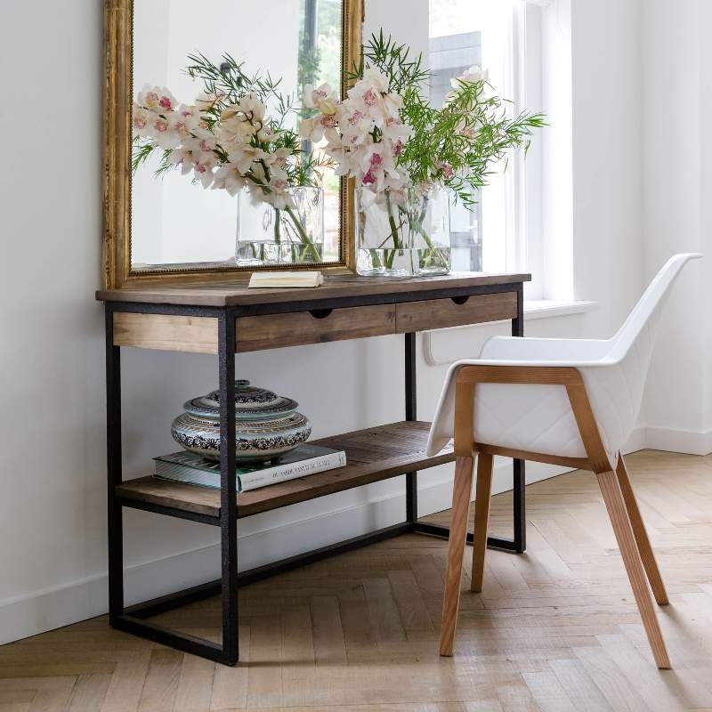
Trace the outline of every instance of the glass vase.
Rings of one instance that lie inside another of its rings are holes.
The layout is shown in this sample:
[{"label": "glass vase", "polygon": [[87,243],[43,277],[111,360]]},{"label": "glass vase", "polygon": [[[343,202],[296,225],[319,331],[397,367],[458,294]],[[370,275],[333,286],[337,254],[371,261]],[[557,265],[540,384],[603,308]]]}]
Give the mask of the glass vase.
[{"label": "glass vase", "polygon": [[447,274],[449,193],[440,186],[376,196],[356,189],[356,271],[368,277]]},{"label": "glass vase", "polygon": [[235,261],[240,267],[312,264],[324,251],[324,192],[320,188],[289,190],[294,207],[275,208],[247,190],[238,201]]}]

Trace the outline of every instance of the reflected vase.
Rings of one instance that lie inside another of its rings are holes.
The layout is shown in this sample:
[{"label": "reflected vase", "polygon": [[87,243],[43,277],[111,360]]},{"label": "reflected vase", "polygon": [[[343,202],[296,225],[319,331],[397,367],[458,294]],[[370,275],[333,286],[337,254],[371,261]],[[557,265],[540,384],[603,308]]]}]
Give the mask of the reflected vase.
[{"label": "reflected vase", "polygon": [[235,261],[239,267],[319,264],[324,254],[324,191],[289,190],[293,207],[278,209],[247,190],[238,200]]},{"label": "reflected vase", "polygon": [[426,277],[451,267],[449,192],[433,186],[377,196],[356,190],[356,271]]}]

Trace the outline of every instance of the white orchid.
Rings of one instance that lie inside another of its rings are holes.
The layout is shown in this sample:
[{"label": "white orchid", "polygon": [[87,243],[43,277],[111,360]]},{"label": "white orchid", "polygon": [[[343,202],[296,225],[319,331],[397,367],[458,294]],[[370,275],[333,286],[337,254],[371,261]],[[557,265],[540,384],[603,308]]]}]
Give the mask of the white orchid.
[{"label": "white orchid", "polygon": [[324,83],[316,89],[311,84],[304,87],[304,106],[307,109],[318,109],[322,111],[322,107],[327,102],[332,104],[337,102],[336,96],[328,84]]},{"label": "white orchid", "polygon": [[226,163],[215,171],[213,190],[227,190],[234,198],[247,184],[247,181],[239,167],[233,163]]},{"label": "white orchid", "polygon": [[148,135],[162,149],[175,149],[181,145],[182,136],[178,132],[172,117],[164,118],[154,114],[147,126]]},{"label": "white orchid", "polygon": [[156,113],[173,111],[177,103],[174,95],[165,86],[150,86],[148,84],[139,92],[138,102],[144,109]]},{"label": "white orchid", "polygon": [[237,146],[228,154],[228,161],[237,166],[238,170],[244,174],[252,170],[253,164],[263,158],[264,151],[262,149],[246,143]]},{"label": "white orchid", "polygon": [[230,118],[220,121],[215,135],[229,149],[249,143],[256,133],[256,128],[247,121],[244,114],[233,114]]},{"label": "white orchid", "polygon": [[328,141],[336,138],[336,117],[335,114],[317,114],[311,118],[305,118],[299,125],[299,135],[319,143],[324,136]]},{"label": "white orchid", "polygon": [[490,70],[483,69],[479,64],[474,64],[469,69],[465,69],[459,77],[450,79],[450,85],[453,89],[459,89],[460,85],[475,84],[477,82],[486,82],[490,78]]},{"label": "white orchid", "polygon": [[195,105],[198,111],[205,113],[206,111],[209,111],[222,98],[222,94],[214,92],[211,92],[210,93],[201,92],[196,97]]}]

══════════════════════════════

• **TO DO**:
Rewrite the lines beginning with the one containing "Trace the outline of every instance of the reflected" and continuing through the one containing "Give the mask of the reflected vase.", changing "reflected vase" to "mirrored vase" and leaving everything else unaltered. Return only those lines.

• **ANSWER TO THIS EXERCISE**:
Trace the outline of every instance of the mirrored vase.
Rings of one instance that lie inside another of its rings are holes.
The layout is shown in this sample:
[{"label": "mirrored vase", "polygon": [[87,243],[43,277],[111,360]]},{"label": "mirrored vase", "polygon": [[[343,202],[296,225],[319,331],[397,367],[458,294]],[[370,275],[333,286],[337,254],[371,261]],[[557,265],[540,384],[603,308]]]}]
Give the mask of the mirrored vase.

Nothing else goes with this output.